Source data:
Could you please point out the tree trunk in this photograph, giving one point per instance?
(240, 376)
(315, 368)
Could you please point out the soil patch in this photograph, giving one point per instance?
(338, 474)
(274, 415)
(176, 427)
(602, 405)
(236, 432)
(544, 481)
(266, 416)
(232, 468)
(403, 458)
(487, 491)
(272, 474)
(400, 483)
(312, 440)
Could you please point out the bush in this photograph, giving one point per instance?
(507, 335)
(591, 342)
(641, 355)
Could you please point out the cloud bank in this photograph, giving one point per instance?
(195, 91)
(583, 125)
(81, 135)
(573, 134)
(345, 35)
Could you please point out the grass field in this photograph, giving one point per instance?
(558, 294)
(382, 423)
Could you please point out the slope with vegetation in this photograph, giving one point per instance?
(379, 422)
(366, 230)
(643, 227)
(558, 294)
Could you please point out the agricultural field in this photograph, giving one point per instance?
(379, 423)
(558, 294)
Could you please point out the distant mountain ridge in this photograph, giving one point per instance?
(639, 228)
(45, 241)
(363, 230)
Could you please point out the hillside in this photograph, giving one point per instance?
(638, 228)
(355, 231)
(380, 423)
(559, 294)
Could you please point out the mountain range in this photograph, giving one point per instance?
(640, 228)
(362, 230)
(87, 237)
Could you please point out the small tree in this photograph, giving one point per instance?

Work to do:
Reproduce every line of the material above, including the requests. Multiply each point coordinate in the answers by 2.15 and round it to the nearest whole number, rounding halves up.

Finished answer:
Could you please point out the tree trunk in this photograph, giving one point per instance?
(516, 808)
(677, 791)
Could you please point out the soil patch in this photograph, giving one point per instance?
(727, 1019)
(589, 892)
(378, 918)
(1294, 871)
(507, 929)
(1170, 1034)
(572, 894)
(499, 1006)
(866, 985)
(1047, 1056)
(585, 1019)
(860, 1038)
(671, 946)
Could you please point out the bush in this photograph, giving one point per instance?
(1090, 720)
(1271, 735)
(1378, 763)
Could you please point out the cloud bank in this photograph, giving one point per instance?
(419, 196)
(1253, 269)
(174, 290)
(1232, 288)
(742, 75)
Could you please point out the grass field in this photograph, giving one point per instance?
(1200, 632)
(821, 909)
Could you please point out the slope with vegetation in this photograph, giving one point per instance?
(815, 907)
(787, 495)
(1382, 488)
(1200, 632)
Could you please point out the agricultural field in this photograph, giving one point per instance?
(815, 909)
(1200, 632)
Could you please point out the distant mountain ridge in this photograph, giving one point per instance?
(1374, 490)
(97, 518)
(780, 495)
Could you please point out the hillside in this photograph, giving one point per instance?
(1372, 490)
(763, 497)
(817, 909)
(1202, 632)
Could you please point out the mountain range in this photograph, giving one point per instance?
(1376, 490)
(778, 495)
(187, 510)
Could you please point out the small tree in this photograph, giving one point per instance?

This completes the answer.